MATERIAL PROVIDED =>

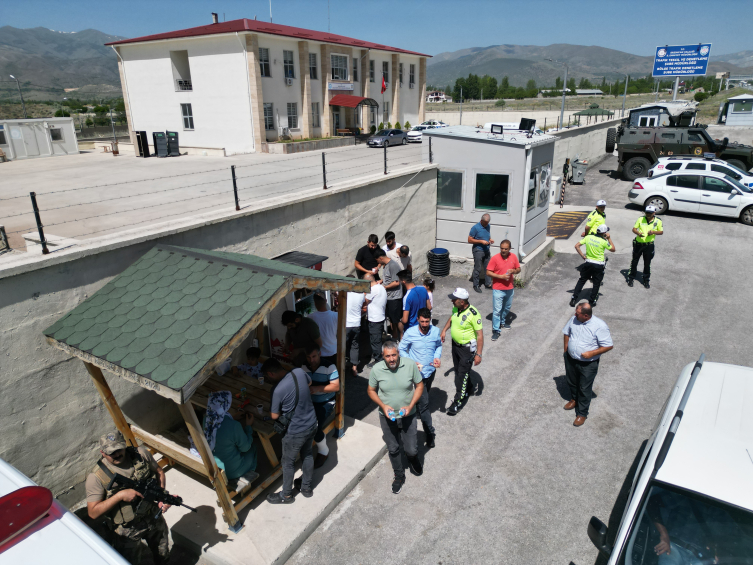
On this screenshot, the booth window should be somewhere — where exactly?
[476,173,510,212]
[264,102,275,130]
[309,53,319,80]
[332,55,348,80]
[288,102,298,129]
[437,170,463,208]
[180,104,193,129]
[259,47,272,77]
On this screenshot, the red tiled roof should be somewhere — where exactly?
[105,18,431,57]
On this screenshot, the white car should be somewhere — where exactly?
[648,157,753,187]
[588,355,753,565]
[0,459,128,565]
[628,170,753,226]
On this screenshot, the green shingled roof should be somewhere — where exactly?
[44,245,362,390]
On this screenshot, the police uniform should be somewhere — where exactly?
[450,304,481,412]
[86,432,170,565]
[628,216,664,286]
[570,231,612,306]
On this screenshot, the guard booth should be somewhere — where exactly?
[43,245,369,532]
[423,124,556,259]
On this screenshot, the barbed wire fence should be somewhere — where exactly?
[0,141,433,254]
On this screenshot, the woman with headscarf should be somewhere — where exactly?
[204,390,258,482]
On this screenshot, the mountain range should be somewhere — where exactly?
[426,43,753,88]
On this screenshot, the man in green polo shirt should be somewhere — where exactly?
[628,206,664,288]
[367,341,424,494]
[439,288,484,416]
[570,224,614,308]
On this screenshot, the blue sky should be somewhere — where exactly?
[5,0,753,55]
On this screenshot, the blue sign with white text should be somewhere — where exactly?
[652,43,711,77]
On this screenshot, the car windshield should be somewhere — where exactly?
[618,483,753,565]
[724,175,751,193]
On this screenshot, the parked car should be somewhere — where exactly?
[0,459,128,565]
[648,155,753,187]
[367,129,408,147]
[628,170,753,226]
[406,126,437,143]
[588,355,753,565]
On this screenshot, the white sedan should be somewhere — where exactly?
[628,170,753,226]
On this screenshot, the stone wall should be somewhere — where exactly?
[0,164,436,503]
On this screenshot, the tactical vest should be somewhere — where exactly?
[92,447,159,529]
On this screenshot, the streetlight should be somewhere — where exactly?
[8,75,28,119]
[547,59,568,129]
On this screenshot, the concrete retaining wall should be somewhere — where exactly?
[0,165,436,504]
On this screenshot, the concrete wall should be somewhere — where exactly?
[0,165,436,503]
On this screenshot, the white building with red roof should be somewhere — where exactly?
[108,16,429,155]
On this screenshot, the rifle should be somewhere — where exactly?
[106,473,197,520]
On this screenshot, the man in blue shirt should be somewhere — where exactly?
[399,308,442,448]
[468,214,494,292]
[562,301,614,427]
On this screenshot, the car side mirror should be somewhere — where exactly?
[588,516,612,557]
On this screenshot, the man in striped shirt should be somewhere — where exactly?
[301,346,340,469]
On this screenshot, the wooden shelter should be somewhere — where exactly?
[44,245,369,532]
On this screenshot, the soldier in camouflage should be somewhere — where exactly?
[86,431,170,565]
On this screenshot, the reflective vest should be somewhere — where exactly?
[633,216,663,243]
[92,447,159,529]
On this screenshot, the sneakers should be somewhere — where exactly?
[392,475,405,494]
[408,456,424,477]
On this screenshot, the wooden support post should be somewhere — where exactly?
[84,361,139,447]
[335,290,348,439]
[178,402,243,533]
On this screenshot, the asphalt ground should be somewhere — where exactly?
[289,154,753,565]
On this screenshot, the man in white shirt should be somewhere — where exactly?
[345,275,366,375]
[363,274,387,366]
[308,294,337,365]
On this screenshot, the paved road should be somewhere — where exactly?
[289,154,753,565]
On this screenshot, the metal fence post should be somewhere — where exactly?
[230,165,241,211]
[322,151,327,190]
[29,192,50,255]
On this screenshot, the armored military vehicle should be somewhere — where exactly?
[606,101,753,181]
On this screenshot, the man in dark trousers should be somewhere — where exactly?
[562,302,614,427]
[570,224,614,306]
[628,206,664,288]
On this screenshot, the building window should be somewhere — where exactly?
[437,170,463,208]
[309,53,319,80]
[180,104,193,129]
[264,102,275,130]
[332,55,348,80]
[282,51,295,78]
[476,173,510,212]
[259,47,272,77]
[288,102,298,129]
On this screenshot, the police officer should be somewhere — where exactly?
[439,288,484,416]
[580,200,607,237]
[570,224,614,307]
[628,206,664,288]
[86,431,170,565]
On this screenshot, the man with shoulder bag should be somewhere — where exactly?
[261,358,318,504]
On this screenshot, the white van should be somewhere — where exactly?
[588,355,753,565]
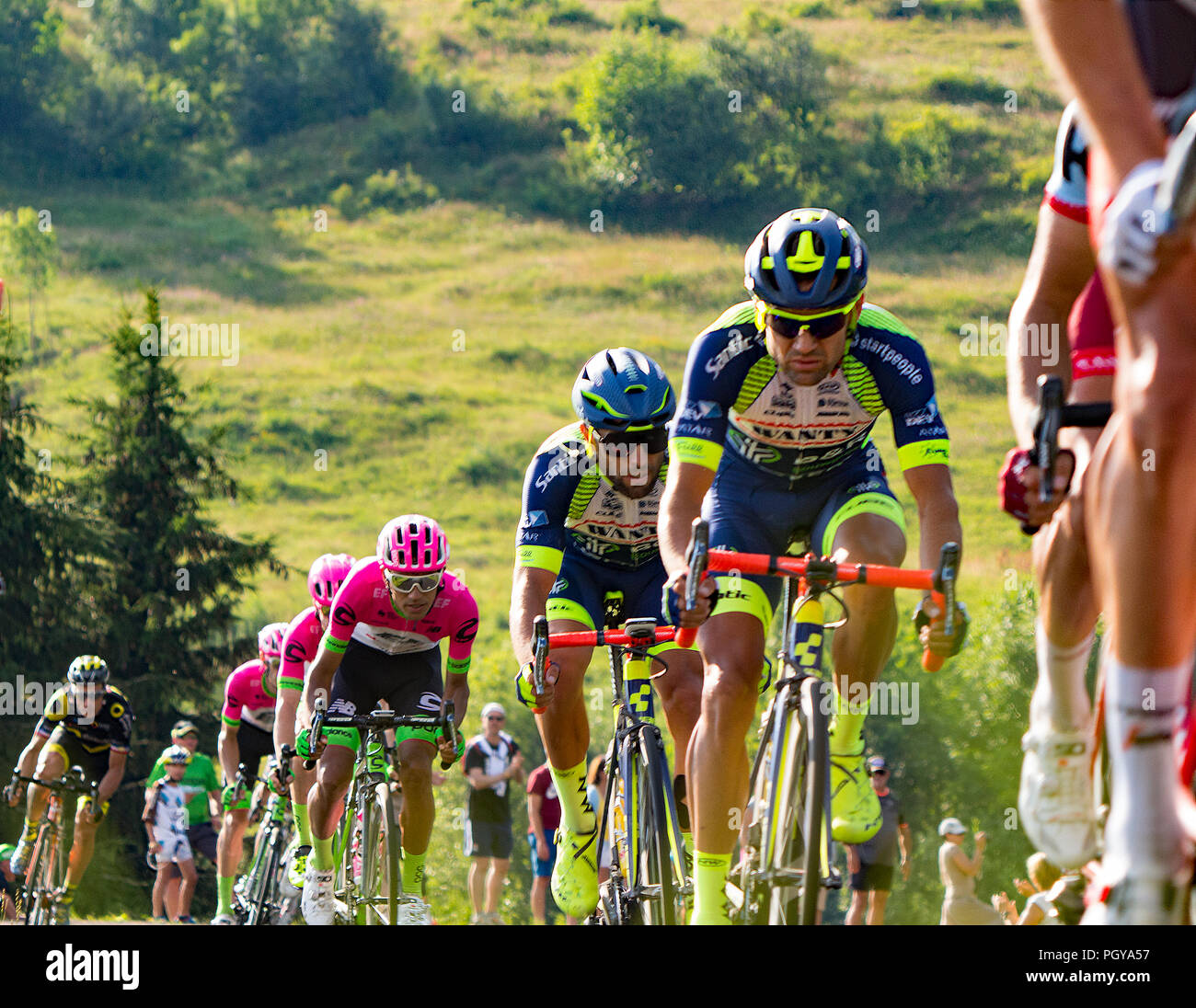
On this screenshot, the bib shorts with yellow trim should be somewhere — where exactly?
[45,725,111,812]
[324,640,443,750]
[702,442,905,631]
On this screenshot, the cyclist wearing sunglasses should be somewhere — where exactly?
[661,208,966,923]
[5,654,132,923]
[274,553,356,888]
[511,348,703,918]
[295,514,477,924]
[212,623,287,924]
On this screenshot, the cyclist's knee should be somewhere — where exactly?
[701,661,761,732]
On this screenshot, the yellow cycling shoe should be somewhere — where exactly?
[553,826,598,920]
[830,740,881,843]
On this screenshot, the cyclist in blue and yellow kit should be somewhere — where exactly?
[511,348,698,918]
[661,208,966,923]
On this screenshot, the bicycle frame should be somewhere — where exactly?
[542,619,690,923]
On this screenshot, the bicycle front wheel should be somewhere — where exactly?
[631,728,683,924]
[765,676,830,925]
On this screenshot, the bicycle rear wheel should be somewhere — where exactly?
[763,676,830,925]
[365,785,403,924]
[21,824,55,924]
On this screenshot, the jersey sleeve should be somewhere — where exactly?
[220,672,246,727]
[515,445,578,574]
[449,590,477,674]
[852,306,951,471]
[33,686,67,739]
[279,617,316,693]
[108,690,132,752]
[669,303,757,470]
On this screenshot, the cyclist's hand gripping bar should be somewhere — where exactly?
[676,518,710,648]
[922,543,960,672]
[440,700,457,770]
[303,697,328,770]
[531,616,547,714]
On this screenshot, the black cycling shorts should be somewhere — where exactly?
[328,641,443,745]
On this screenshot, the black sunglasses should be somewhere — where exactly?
[595,427,669,454]
[765,307,850,339]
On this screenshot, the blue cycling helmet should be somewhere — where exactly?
[573,347,677,430]
[744,207,868,311]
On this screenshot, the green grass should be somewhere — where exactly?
[0,0,1057,922]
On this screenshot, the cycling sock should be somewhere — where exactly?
[693,852,730,923]
[403,850,428,898]
[291,801,311,846]
[216,876,236,917]
[547,760,597,833]
[1029,619,1096,732]
[1104,658,1192,877]
[308,837,336,872]
[830,676,868,754]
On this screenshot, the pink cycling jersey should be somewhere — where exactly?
[220,658,275,732]
[279,605,324,693]
[324,556,477,672]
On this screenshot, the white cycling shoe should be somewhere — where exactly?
[303,857,336,924]
[395,896,431,924]
[1018,726,1100,872]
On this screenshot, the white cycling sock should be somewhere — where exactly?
[1029,619,1096,732]
[1104,655,1192,877]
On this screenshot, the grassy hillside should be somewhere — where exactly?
[0,0,1059,920]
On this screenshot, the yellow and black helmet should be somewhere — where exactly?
[744,207,868,311]
[67,654,108,682]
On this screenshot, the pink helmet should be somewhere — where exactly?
[378,514,449,574]
[258,623,287,658]
[307,553,356,605]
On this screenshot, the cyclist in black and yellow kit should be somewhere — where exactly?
[5,654,132,923]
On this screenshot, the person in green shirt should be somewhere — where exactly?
[146,720,220,921]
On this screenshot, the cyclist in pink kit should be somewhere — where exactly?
[212,623,287,924]
[296,514,477,924]
[274,553,356,888]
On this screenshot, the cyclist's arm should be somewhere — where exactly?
[298,640,353,728]
[445,661,469,732]
[274,681,303,761]
[97,749,129,805]
[510,561,558,666]
[1023,0,1167,188]
[216,721,240,785]
[527,792,546,842]
[904,464,964,588]
[1006,202,1097,447]
[17,732,49,777]
[658,461,715,577]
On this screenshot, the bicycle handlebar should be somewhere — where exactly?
[531,616,547,714]
[1021,374,1112,535]
[676,518,710,648]
[547,626,681,648]
[703,543,960,672]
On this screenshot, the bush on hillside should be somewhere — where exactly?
[567,36,746,206]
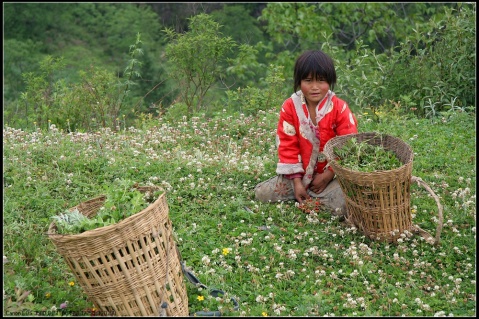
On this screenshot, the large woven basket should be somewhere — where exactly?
[48,187,188,316]
[323,132,442,244]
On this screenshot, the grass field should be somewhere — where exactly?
[3,110,476,317]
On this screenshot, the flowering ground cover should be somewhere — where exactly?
[3,110,476,317]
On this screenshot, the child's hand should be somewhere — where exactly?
[309,169,334,194]
[294,178,310,204]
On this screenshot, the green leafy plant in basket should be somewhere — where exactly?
[52,180,163,235]
[333,137,403,172]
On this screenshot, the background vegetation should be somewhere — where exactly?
[3,3,476,316]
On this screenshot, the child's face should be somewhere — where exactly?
[301,75,329,106]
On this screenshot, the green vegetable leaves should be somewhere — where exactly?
[52,180,162,235]
[333,137,403,172]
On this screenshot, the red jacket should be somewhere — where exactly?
[276,91,358,186]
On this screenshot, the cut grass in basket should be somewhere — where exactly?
[52,180,163,235]
[334,137,403,172]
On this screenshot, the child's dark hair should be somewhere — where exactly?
[294,50,336,92]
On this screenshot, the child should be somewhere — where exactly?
[255,50,358,216]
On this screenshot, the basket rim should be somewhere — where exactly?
[46,186,166,239]
[323,131,414,176]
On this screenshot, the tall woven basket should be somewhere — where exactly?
[48,187,188,316]
[323,132,442,244]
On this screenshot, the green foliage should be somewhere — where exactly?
[334,137,403,172]
[52,180,159,235]
[12,34,148,131]
[384,4,476,117]
[3,109,476,317]
[226,65,285,115]
[164,14,235,117]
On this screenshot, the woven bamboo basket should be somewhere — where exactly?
[48,187,188,316]
[323,132,442,244]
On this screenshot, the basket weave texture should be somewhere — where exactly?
[48,187,188,316]
[323,132,414,242]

WHAT IS ASKED =>
Render the stretch of the records above, from the line containing "On this screenshot, the wooden shelter" through the line containing "[702,442,905,631]", both ends included, as a numbered list with blank lines dropped. Omit the pictures.

SOLUTION FOR THIS EXERCISE =>
1. On this screenshot, the wooden shelter should be somewhere — where exactly?
2. [44,245,369,532]
3. On this screenshot, the soldier in camouflage should be somewhere — where exactly?
4. [86,431,170,565]
5. On this screenshot, the reflective vest should be somewhere — where exactly?
6. [633,216,663,243]
7. [92,447,159,529]
8. On this screenshot, the sneakers should be somewhere — where exactly?
9. [392,475,405,494]
10. [408,456,424,477]
11. On this screenshot, the wooden support post should be somewhere — where exactly?
12. [84,361,139,447]
13. [335,290,348,439]
14. [178,402,243,533]
15. On this screenshot, the asphalt ground should be somewhere — where exactly?
16. [289,154,753,565]
17. On this screenshot, the man in white shirt should be somewhere — where exactly?
18. [345,275,366,375]
19. [363,274,387,366]
20. [308,294,337,365]
21. On this screenshot, the paved road should be somewhere — where exactly?
22. [289,154,753,565]
23. On this screenshot, the metal fence post should be somewhere — where exactly?
24. [230,165,241,211]
25. [322,151,327,190]
26. [29,192,50,255]
27. On this screenshot, the armored military vehicle should be somewhere — where exactly?
28. [606,101,753,181]
29. On this screenshot, the man in dark trousers should be somewhere — where exactly?
30. [562,302,614,427]
31. [570,224,614,306]
32. [628,206,664,288]
33. On this screenshot, the building window should be somewhere — where exactly?
34. [437,170,463,208]
35. [309,53,319,80]
36. [180,104,193,129]
37. [264,102,275,130]
38. [332,55,348,80]
39. [282,51,295,78]
40. [476,173,510,212]
41. [259,47,272,77]
42. [288,102,298,129]
43. On this screenshot, the police officer should be somewhere — where exactly?
44. [439,288,484,416]
45. [580,200,607,237]
46. [570,224,614,307]
47. [628,206,664,288]
48. [86,431,170,565]
49. On this screenshot, the man with shoulder bag should be somewhere — where exactly?
50. [261,358,318,504]
51. On this screenshot, the white van should be somewhere — where exactly?
52. [588,355,753,565]
53. On this screenshot, the bib shorts with yellow trim should be somewhere — where exactly?
54. [45,725,111,812]
55. [324,640,443,750]
56. [702,442,905,631]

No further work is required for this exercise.